Selected passage:

········

Outspoken: Nicole Higginbotham

BY

November 07 2005 1:00 AM ET

I never fit in as
a kid. When I was younger I mostly hung out with boys,
catching frogs, snails, and snakes. But as I grew up, what
once seemed OK suddenly made me different. Little by
little my guy friends and I grew apart. I was a girl,
so I was supposed to hang out with the girls. But they
were into cheerleading and flirting with the guys. I was
not.

Then I realized
that I loved hanging out with the girls. Sometimes I
would sit in the car with my friends, and I would think
about how great it felt with just us girls.

But my junior
year of high school changed everything. I fell for one of
my best friends. Her name was Trisha. Eventually I decided
to tell her how I felt. First, I told her that I was
gay. She was a little nervous, but she took it OK.
Then I decided to tell her that I had feelings for
her. I wrote her a three-page note. The next day two of my
friends came up to me and said that Trisha had freaked
out and called both of them late at night. They said
that she was thoroughly upset. Trisha stopped speaking
to me.

········

Extracted data entries:

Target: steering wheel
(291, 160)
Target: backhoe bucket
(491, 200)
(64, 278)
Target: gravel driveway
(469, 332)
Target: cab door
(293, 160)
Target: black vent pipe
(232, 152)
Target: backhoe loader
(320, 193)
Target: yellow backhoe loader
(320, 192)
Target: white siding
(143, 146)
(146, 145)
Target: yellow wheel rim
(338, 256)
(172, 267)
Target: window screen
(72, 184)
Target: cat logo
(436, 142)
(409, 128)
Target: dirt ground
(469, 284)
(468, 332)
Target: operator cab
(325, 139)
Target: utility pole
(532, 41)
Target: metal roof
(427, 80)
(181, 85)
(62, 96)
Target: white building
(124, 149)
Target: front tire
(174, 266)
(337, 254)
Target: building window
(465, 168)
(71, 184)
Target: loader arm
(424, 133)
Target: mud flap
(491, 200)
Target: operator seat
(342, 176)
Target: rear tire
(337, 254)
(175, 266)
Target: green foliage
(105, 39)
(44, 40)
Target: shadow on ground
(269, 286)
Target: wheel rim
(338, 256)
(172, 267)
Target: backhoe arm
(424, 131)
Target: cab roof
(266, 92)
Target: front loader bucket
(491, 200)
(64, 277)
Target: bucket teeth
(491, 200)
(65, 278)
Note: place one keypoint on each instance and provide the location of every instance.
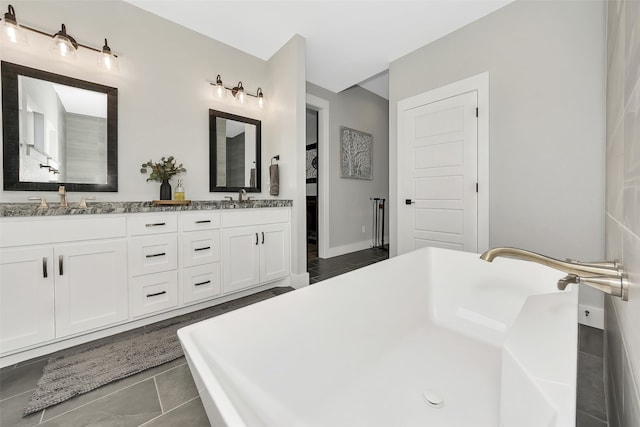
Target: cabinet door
(91, 286)
(241, 258)
(26, 297)
(274, 252)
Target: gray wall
(546, 69)
(349, 204)
(622, 340)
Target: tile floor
(320, 269)
(166, 395)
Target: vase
(165, 190)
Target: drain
(433, 398)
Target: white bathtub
(497, 342)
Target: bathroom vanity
(73, 275)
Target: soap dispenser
(179, 193)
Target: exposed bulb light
(260, 97)
(106, 58)
(218, 88)
(10, 28)
(63, 44)
(238, 92)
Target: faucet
(606, 276)
(63, 196)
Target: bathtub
(430, 338)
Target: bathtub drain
(433, 398)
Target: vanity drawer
(153, 254)
(201, 282)
(200, 220)
(144, 224)
(200, 247)
(153, 293)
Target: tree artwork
(357, 148)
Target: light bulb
(106, 59)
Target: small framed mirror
(58, 130)
(234, 153)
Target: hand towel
(274, 183)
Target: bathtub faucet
(606, 276)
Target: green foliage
(165, 169)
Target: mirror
(58, 130)
(234, 152)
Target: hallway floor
(320, 269)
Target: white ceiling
(348, 42)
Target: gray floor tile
(585, 420)
(175, 387)
(126, 408)
(11, 411)
(591, 340)
(590, 393)
(191, 414)
(20, 379)
(83, 399)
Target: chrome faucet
(63, 196)
(606, 276)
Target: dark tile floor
(591, 407)
(320, 269)
(166, 395)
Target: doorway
(443, 185)
(312, 162)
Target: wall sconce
(62, 43)
(238, 92)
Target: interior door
(440, 205)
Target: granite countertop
(32, 209)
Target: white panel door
(91, 286)
(240, 258)
(274, 252)
(26, 297)
(439, 206)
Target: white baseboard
(298, 281)
(591, 316)
(347, 249)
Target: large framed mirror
(57, 130)
(234, 153)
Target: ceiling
(348, 42)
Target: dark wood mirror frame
(11, 130)
(213, 187)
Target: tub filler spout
(606, 276)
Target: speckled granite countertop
(32, 209)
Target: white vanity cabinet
(254, 254)
(26, 297)
(60, 277)
(68, 279)
(200, 236)
(153, 262)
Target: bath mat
(83, 368)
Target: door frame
(322, 107)
(479, 83)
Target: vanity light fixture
(62, 43)
(106, 59)
(10, 28)
(238, 92)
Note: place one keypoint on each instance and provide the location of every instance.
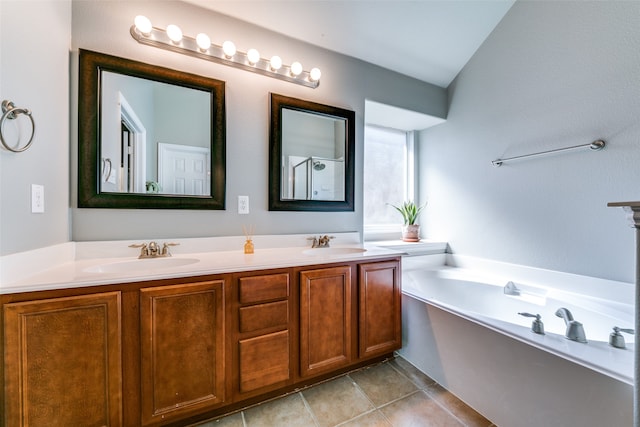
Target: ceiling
(430, 40)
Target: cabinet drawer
(263, 316)
(263, 288)
(264, 361)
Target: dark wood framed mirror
(311, 156)
(149, 137)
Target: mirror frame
(276, 203)
(89, 145)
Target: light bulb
(275, 63)
(203, 41)
(253, 56)
(315, 74)
(296, 69)
(229, 49)
(175, 33)
(143, 24)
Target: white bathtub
(462, 330)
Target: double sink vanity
(107, 339)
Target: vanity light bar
(201, 47)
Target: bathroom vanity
(180, 349)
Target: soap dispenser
(616, 339)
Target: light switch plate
(37, 198)
(243, 205)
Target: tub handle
(537, 326)
(616, 339)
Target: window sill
(423, 247)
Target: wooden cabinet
(326, 307)
(262, 344)
(182, 350)
(62, 361)
(177, 351)
(379, 317)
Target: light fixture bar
(159, 38)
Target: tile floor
(389, 394)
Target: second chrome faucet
(153, 250)
(575, 330)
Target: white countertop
(74, 264)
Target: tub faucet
(575, 330)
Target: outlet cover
(37, 198)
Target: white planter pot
(411, 233)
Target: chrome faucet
(537, 326)
(321, 241)
(153, 250)
(575, 330)
(616, 339)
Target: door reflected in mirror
(155, 137)
(311, 166)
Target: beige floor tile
(370, 419)
(336, 401)
(461, 410)
(418, 410)
(287, 411)
(382, 384)
(414, 374)
(233, 420)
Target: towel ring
(10, 112)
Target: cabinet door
(182, 339)
(325, 320)
(63, 362)
(379, 302)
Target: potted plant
(410, 212)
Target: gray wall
(34, 73)
(104, 26)
(552, 74)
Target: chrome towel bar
(595, 145)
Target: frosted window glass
(385, 174)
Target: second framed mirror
(311, 156)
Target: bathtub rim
(619, 357)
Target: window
(388, 177)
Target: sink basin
(333, 251)
(133, 266)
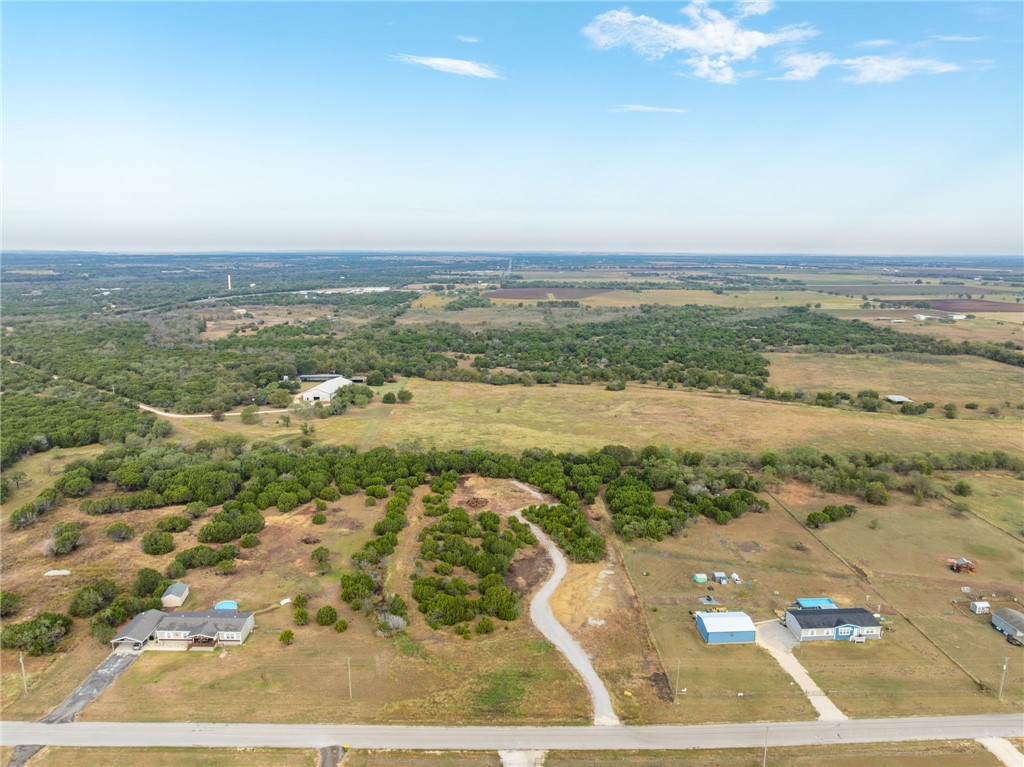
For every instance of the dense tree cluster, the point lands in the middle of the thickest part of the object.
(37, 636)
(830, 513)
(568, 527)
(35, 424)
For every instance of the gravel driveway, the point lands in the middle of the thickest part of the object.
(779, 642)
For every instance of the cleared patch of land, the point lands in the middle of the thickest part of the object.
(923, 378)
(54, 757)
(921, 754)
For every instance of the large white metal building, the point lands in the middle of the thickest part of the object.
(323, 392)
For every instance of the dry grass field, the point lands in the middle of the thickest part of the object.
(937, 379)
(921, 754)
(419, 676)
(907, 672)
(736, 299)
(59, 757)
(902, 558)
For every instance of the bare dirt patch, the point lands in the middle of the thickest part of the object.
(524, 294)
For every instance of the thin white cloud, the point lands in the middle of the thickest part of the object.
(644, 108)
(754, 7)
(873, 43)
(451, 66)
(715, 42)
(892, 69)
(804, 66)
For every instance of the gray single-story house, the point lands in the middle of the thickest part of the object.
(325, 391)
(1010, 622)
(187, 630)
(175, 595)
(842, 623)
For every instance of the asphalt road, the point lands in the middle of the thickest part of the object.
(547, 624)
(498, 738)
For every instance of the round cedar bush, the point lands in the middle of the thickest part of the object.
(120, 531)
(326, 615)
(158, 543)
(484, 626)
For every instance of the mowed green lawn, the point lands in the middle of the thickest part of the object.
(562, 418)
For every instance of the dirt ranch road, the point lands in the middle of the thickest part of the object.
(492, 738)
(554, 632)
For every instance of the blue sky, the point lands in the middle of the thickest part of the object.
(800, 127)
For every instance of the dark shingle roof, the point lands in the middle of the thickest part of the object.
(205, 622)
(1012, 616)
(834, 619)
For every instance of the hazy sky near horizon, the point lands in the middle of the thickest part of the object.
(803, 127)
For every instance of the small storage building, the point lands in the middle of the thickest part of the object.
(725, 628)
(1010, 622)
(323, 392)
(816, 603)
(898, 399)
(175, 595)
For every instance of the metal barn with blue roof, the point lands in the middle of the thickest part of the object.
(725, 628)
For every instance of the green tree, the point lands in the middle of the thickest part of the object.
(147, 583)
(67, 538)
(963, 487)
(158, 543)
(120, 531)
(10, 603)
(327, 615)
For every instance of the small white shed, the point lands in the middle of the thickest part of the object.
(175, 595)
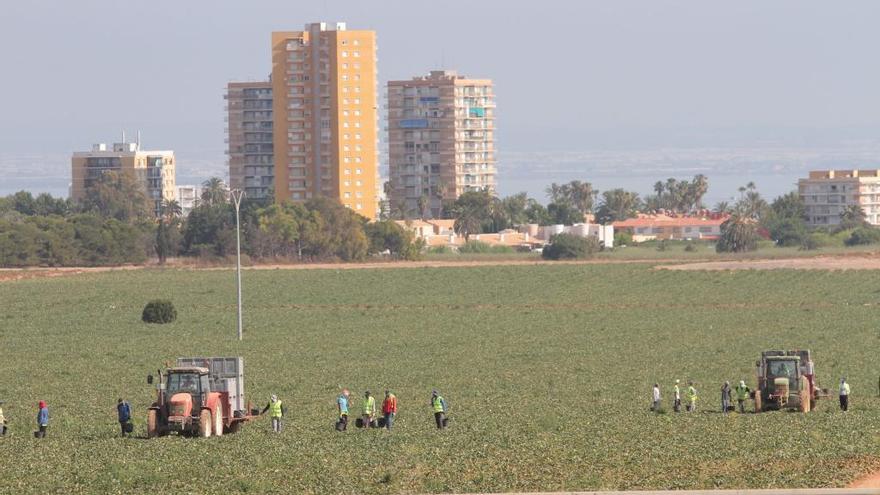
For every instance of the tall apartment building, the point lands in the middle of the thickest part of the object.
(249, 135)
(441, 136)
(826, 193)
(155, 169)
(325, 116)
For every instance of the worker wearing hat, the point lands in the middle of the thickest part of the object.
(276, 412)
(368, 412)
(844, 394)
(676, 397)
(742, 393)
(389, 409)
(42, 419)
(438, 405)
(342, 407)
(692, 397)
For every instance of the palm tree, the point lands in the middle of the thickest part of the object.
(171, 209)
(722, 208)
(423, 202)
(214, 191)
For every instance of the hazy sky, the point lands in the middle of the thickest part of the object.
(569, 75)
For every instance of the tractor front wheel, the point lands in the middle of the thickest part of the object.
(218, 421)
(152, 423)
(205, 421)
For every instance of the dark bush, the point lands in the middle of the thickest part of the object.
(567, 247)
(159, 311)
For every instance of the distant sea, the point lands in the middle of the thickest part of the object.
(774, 170)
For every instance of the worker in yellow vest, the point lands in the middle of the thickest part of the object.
(438, 405)
(369, 410)
(742, 393)
(692, 397)
(276, 412)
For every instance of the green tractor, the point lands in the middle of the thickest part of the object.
(786, 381)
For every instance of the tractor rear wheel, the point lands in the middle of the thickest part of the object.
(218, 421)
(152, 423)
(205, 421)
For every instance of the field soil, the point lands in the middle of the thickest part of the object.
(870, 481)
(817, 263)
(547, 369)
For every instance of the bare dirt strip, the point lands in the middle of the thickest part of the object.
(12, 274)
(870, 481)
(812, 263)
(815, 263)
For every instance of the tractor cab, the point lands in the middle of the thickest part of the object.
(186, 392)
(188, 380)
(782, 377)
(785, 381)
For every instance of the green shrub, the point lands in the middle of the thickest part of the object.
(567, 246)
(159, 311)
(863, 236)
(622, 238)
(738, 235)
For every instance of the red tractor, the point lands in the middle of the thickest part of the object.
(199, 396)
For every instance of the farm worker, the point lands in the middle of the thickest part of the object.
(742, 393)
(389, 408)
(676, 404)
(692, 397)
(276, 412)
(42, 419)
(655, 406)
(369, 409)
(844, 394)
(342, 407)
(123, 412)
(438, 404)
(725, 397)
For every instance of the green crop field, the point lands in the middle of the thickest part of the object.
(547, 370)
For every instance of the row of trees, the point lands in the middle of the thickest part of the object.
(784, 222)
(114, 224)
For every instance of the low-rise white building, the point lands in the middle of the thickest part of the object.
(188, 197)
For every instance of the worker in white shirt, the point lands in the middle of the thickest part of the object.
(656, 394)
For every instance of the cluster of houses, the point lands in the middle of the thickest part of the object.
(530, 237)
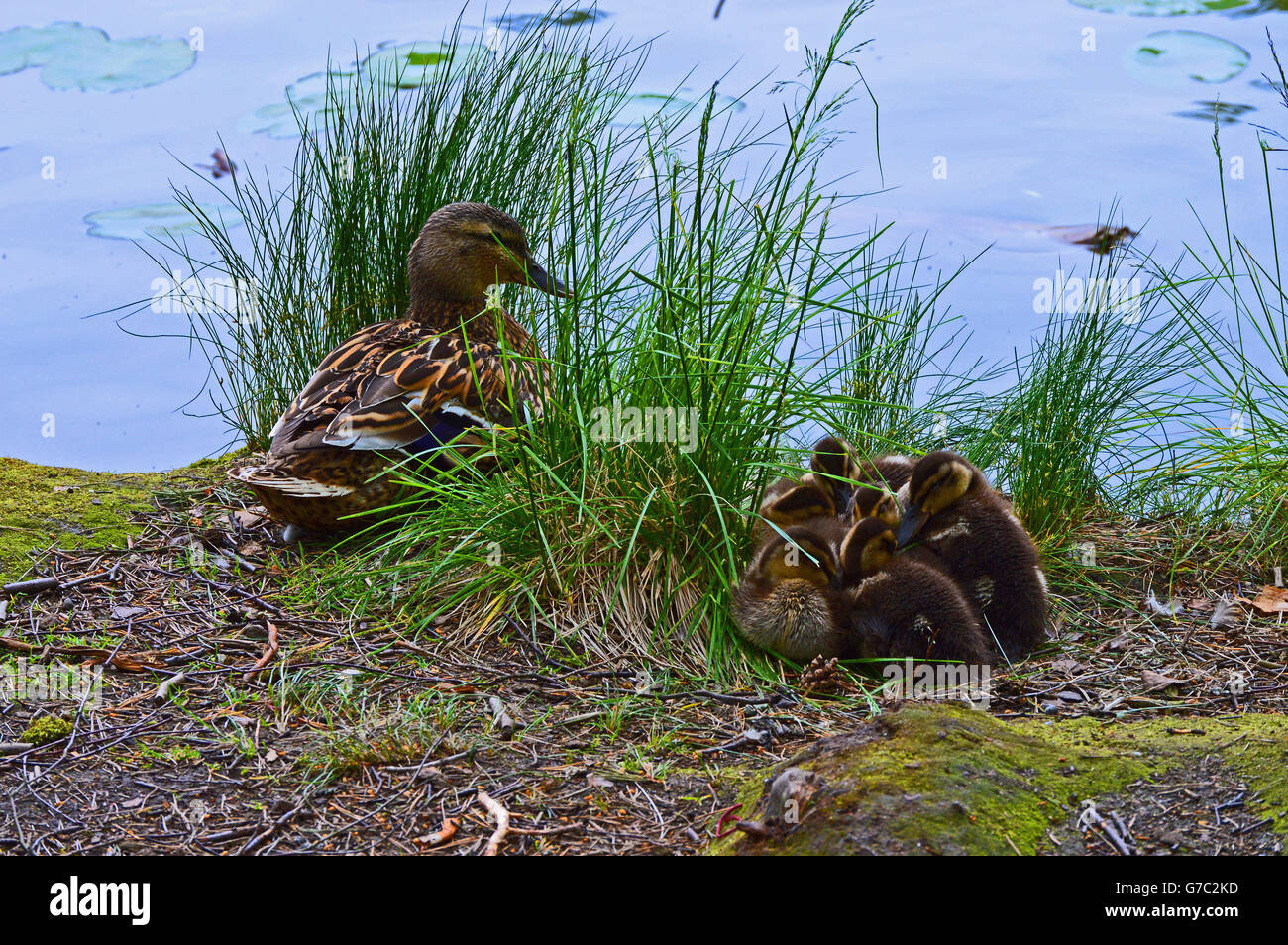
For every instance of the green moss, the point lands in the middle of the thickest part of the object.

········

What is asked:
• 1. Render this sentence from the Outspoken essay into Spanish: "Eventually I decided to tell her how I felt."
• 2. Write out the passage of the Outspoken essay from "I never fit" up to and including "just us girls.".
The listing has no role in this work.

Answers in order:
• 1. Finalmente decidí decirle lo que sentía.

• 2.
I never fit in as
a kid. When I was younger I mostly hung out with boys,
catching frogs, snails, and snakes. But as I grew up, what
once seemed OK suddenly made me different. Little by
little my guy friends and I grew apart. I was a girl,
so I was supposed to hang out with the girls. But they
were into cheerleading and flirting with the guys. I was
not.

Then I realized
that I loved hanging out with the girls. Sometimes I
would sit in the car with my friends, and I would think
about how great it felt with just us girls.